Instructions =>
1. Answer these questions using the forum thread about the HP Pavilion dv9000 display. Mark each answer with its letter.
(a) When does school start for the person who opened the forum thread?
(b) Which three parts does Madcatz name as possible causes when nothing is visible without an external monitor?
(c) Which keys does para.lax use, while pressing on the monitor, to make the screen come to life?
2. Decide whether each statement agrees with the forum thread about the HP Pavilion dv9000 display. Answer yes or no, and quote the words from the forum thread that settle it.
(a) craigwatanabe expects a system restore to fix the display.
(b) The BIOS information shows up on an external monitor.
(c) After para.lax gets the screen working, it keeps working through a restart.
3. Write out the passage of the forum thread about the HP Pavilion dv9000 display that begins at the words "if you can't" and ends after the words "a hardware issue.".

Source text =>
:::::

Any ideas? School starts next Tuesday for me, and I NEED this laptop to work- I'm a computer tech major and it won't do for me to have no computer to work on....:sour:


----------



## Madcatz

*Re: HP Pavilion dv9000 Display Problems*

does the display come on so you can see the bios window and go off when windows starts to load up? or do you see absolutley nothing at all unless an external is plugged in?


if you can't see anything at all unless an external is hooked up, then it could be the motherboard, inverter, or lcd panel. being as the external works, I would look at the other two first.

if you are able to see the bios screen every time you power on the laptop without the external hooked up, then most likely its not a hardware issue.


----------



## craigwatanabe

*Re: HP Pavilion dv9000 Display Problems*

This series of laptops have inverter and fluorescent bulb issues. The bulbs go out, and in my case both the bulb and inverter went out. Restoring your system won't have any effect on it since you've indicated an external monitor worked fine with it.


----------



## para.lax

*Re: HP Pavilion dv9000 Display Problems*

Its the strangest thing- I don't have any bios or loading information display at all. The screen appears totally dead. Yet I don't think it is a dead inverter or fluorescent bulb, and here's why: I accidentally discorvered earlier today that if I apply a small amount of pressure laterally to the monitor, it will occassionally "come to life" if I use the Fn + F4 keys. But, this is only temporary. As soon as I restart the computer, or I shut the lid and open it again, presto! It's dead. It kind of leads me to believe that there may be a loose connection? Is that really feasible?


----------



## para.lax

*Re: HP Pavilion dv9000 Display Problems*

I also forgot to mention that if I jave an external monitor hooked up, the bios information appears on it.


----------



## craigwatanabe

*Re: HP Pavilion dv9000 Display Problems*

If you were to take the laptop out in bright sunlight and view it at an angle can you see the display minus the backlight? If so you probably have loose connection powering the fluorescent tube or the inverter.

:::::

Provided data =>
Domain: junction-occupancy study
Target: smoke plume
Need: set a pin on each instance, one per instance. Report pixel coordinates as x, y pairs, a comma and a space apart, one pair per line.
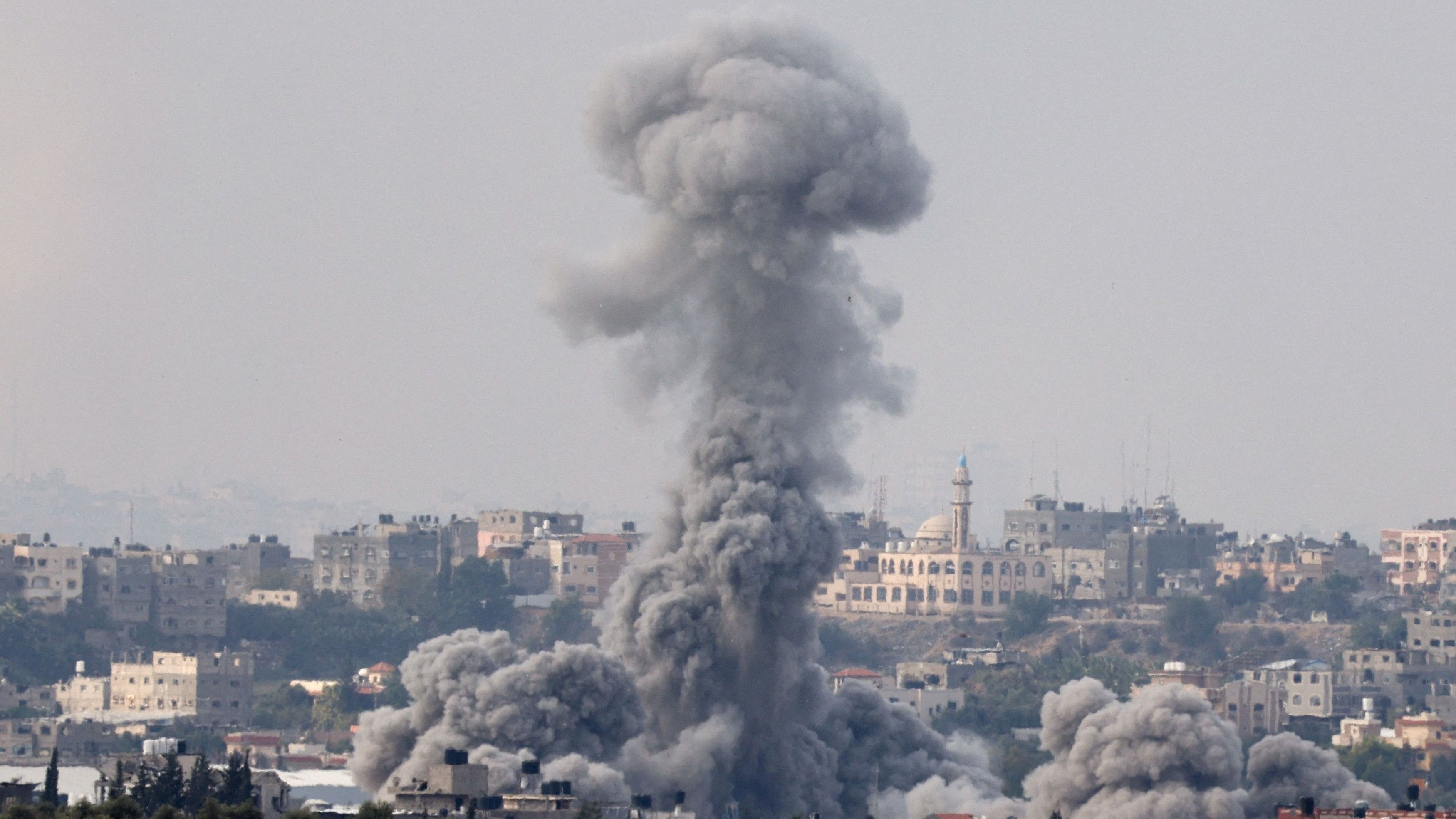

:::::

The answers =>
1.
(a) Next Tuesday.
(b) The motherboard, the inverter, or the LCD panel.
(c) Fn + F4.

2.
(a) No: "Restoring your system won't have any effect on it since you've indicated an external monitor worked fine with it."
(b) Yes: "the bios information appears on it."
(c) No: "As soon as I restart the computer, or I shut the lid and open it again, presto! It's dead."

3.
if you can't see anything at all unless an external is hooked up, then it could be the motherboard, inverter, or lcd panel. being as the external works, I would look at the other two first.

if you are able to see the bios screen every time you power on the laptop without the external hooked up, then most likely its not a hardware issue.